**ACTIVITIES:**
1. According to the discussion about Oracle and Sun, when did IBM reinvent itself?
2. Print the part of the discussion about Oracle and Sun from "Personally I'd rather" up to and including "really embrace change.".
3. Decide whether each statement agrees with the discussion about Oracle and Sun, answering yes or no and quoting the words that settle it. (a) Sun is described as an old monolith. (b) Oracle is said to be trying to increase the need for services. (c) One participant prefers spending on quality hardware over extra software licenses.

**TEXT PASSAGE:**
All the Oracle software sales reps I have encountered for years years been saying low socket count bare metal Wintel boxes, the cheaper the better. And then smack RAC ontop of that.
The reason is that they then get a bigger part of the IT budget pie.
I suppose that would be another angle, selling the RAC licenses. Unix systems do cut into Oracle RAC sales. I was being sarcastic with Itanium, but my point is that Oracle software reps only care about hardware if it allows them to sell more licenses, either on a straight core factor or with additionals like RAC. The reason they don't like Sun is that Oracle wants to make HW look as good as possible at the expense of software. It is all behind the scenes, but if someone buys a bunch of Oracle HW and software they will count the HW being sold at full list and full margin and the software as being heavily discounted... when the SW reps know that the customer usually only bought the HW because it was wrapped into the SW they were going to buy anyway.
Well when you deal with IT vendors that supply software and hardware, they are always trying to get an as big as possible slice of your IT budget pie.
Hence if you as a software company can convince your customer to use low grade cheaper hardware, then there is more IT budget left to be spend on software. Hence you have a chance to get more revenue.
Personally I'd rather spend money on quality hardware than on additional software licenses that aren't really needed. Again the hardware will bring value, added software licenses won't.
Sun has been dying for more than a decade that I know of, it is the last of the 'big iron' firms.
IBM re-invented itself about twenty years ago very successfully but Sun failed to really embrace change.
IBM is the last of the big iron firms. As with mainframe and minis before it, IBM will come to be the last player in a smaller Unix market.
Not quite - IBM is now a collection of companies e.g. Rational Sofware, printers, Storage Subsystems Division (SSD), PowerPC etc.. Sun is still an old monolith.
Yes its true. Sun died a long death after the dot com era because they couldn’t figure out how to make money off of giving away software for free (Solaris, Java, Openoffice and many others) and the hardware business that they were driving to, was becoming more and more commoditized -it came to a point of trying to sell hardware without much differentiation (especially x86) and making razor thin margins which made it difficult to remain profitable and invest in R&D. IBM has reinvented itself by changing from a HW focused company to a services focused company selling hardware and software to drive services. Redhat, HP and many others are focused on the same business model. And as long as IT complexity remains king, services revenue will continue to grow. Oracle is headed in a different direction of trying to eliminate the need for many of those services by engineering the entire stack and selling you a Red box that’s easy to manage and maintain over the lifecycle, reducing management and administration costs a long the way.

(Referring-expression pointing data)
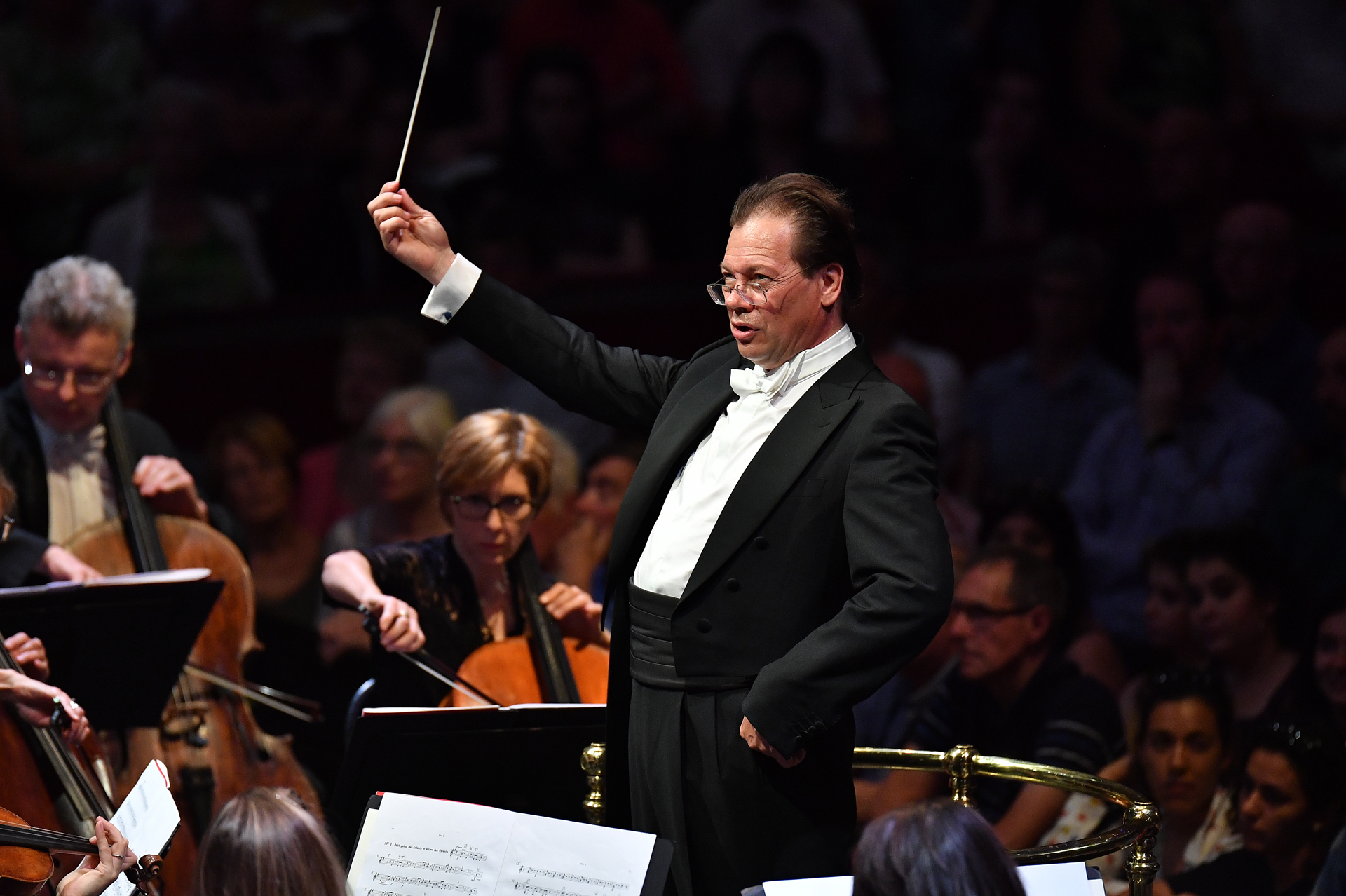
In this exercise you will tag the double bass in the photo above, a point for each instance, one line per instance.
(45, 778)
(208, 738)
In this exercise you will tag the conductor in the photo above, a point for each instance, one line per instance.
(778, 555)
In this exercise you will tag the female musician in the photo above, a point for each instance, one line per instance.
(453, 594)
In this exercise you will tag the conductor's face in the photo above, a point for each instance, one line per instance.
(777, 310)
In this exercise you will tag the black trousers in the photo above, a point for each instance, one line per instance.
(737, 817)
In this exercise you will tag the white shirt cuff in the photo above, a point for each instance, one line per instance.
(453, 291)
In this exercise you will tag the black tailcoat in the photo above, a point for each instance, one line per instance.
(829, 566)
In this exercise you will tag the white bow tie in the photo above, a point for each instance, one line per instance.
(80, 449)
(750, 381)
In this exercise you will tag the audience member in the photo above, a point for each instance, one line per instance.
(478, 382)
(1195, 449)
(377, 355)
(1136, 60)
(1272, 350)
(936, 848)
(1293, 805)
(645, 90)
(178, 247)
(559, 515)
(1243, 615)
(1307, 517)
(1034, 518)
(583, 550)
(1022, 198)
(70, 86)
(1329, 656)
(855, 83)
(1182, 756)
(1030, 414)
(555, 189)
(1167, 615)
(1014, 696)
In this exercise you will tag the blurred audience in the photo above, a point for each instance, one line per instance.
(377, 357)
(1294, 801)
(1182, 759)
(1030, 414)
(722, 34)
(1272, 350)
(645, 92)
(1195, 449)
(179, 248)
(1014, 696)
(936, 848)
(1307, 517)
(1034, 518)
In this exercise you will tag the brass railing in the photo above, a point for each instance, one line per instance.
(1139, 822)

--

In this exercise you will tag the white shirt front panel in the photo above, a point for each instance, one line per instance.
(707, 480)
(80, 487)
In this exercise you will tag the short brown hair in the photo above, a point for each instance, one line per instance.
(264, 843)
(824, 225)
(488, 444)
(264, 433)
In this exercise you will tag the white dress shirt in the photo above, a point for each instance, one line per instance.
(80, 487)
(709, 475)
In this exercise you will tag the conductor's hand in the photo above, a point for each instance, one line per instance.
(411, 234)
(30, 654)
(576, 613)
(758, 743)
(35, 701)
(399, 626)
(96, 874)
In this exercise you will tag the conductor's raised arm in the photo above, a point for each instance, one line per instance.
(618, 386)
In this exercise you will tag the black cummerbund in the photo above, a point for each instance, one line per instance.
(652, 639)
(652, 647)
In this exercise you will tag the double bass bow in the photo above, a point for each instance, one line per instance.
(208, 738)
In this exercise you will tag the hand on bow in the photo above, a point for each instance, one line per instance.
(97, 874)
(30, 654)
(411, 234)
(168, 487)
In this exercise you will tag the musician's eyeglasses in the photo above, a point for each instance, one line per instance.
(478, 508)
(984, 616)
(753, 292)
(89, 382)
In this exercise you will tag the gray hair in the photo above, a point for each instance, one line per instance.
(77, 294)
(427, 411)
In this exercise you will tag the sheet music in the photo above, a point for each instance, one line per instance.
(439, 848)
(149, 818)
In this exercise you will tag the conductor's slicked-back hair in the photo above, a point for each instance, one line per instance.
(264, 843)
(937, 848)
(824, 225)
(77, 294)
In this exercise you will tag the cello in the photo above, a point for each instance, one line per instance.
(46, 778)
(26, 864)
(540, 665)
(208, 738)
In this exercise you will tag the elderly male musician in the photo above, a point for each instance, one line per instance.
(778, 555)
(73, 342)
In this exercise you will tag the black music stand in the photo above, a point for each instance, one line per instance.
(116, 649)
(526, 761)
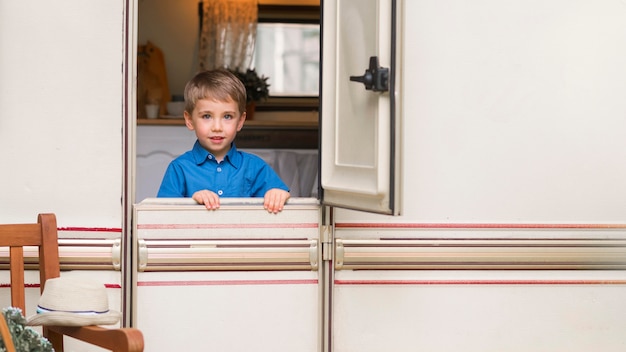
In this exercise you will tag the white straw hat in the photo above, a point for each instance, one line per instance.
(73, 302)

**RESULTS FOR EACH TASK:**
1. About twenty years ago.

2.
Personally I'd rather spend money on quality hardware than on additional software licenses that aren't really needed. Again the hardware will bring value, added software licenses won't.
Sun has been dying for more than a decade that I know of, it is the last of the 'big iron' firms.
IBM re-invented itself about twenty years ago very successfully but Sun failed to really embrace change.

3.
(a) Yes: "Sun is still an old monolith."
(b) No: "Oracle is headed in a different direction of trying to eliminate the need for many of those services"
(c) Yes: "Personally I'd rather spend money on quality hardware than on additional software licenses that aren't really needed."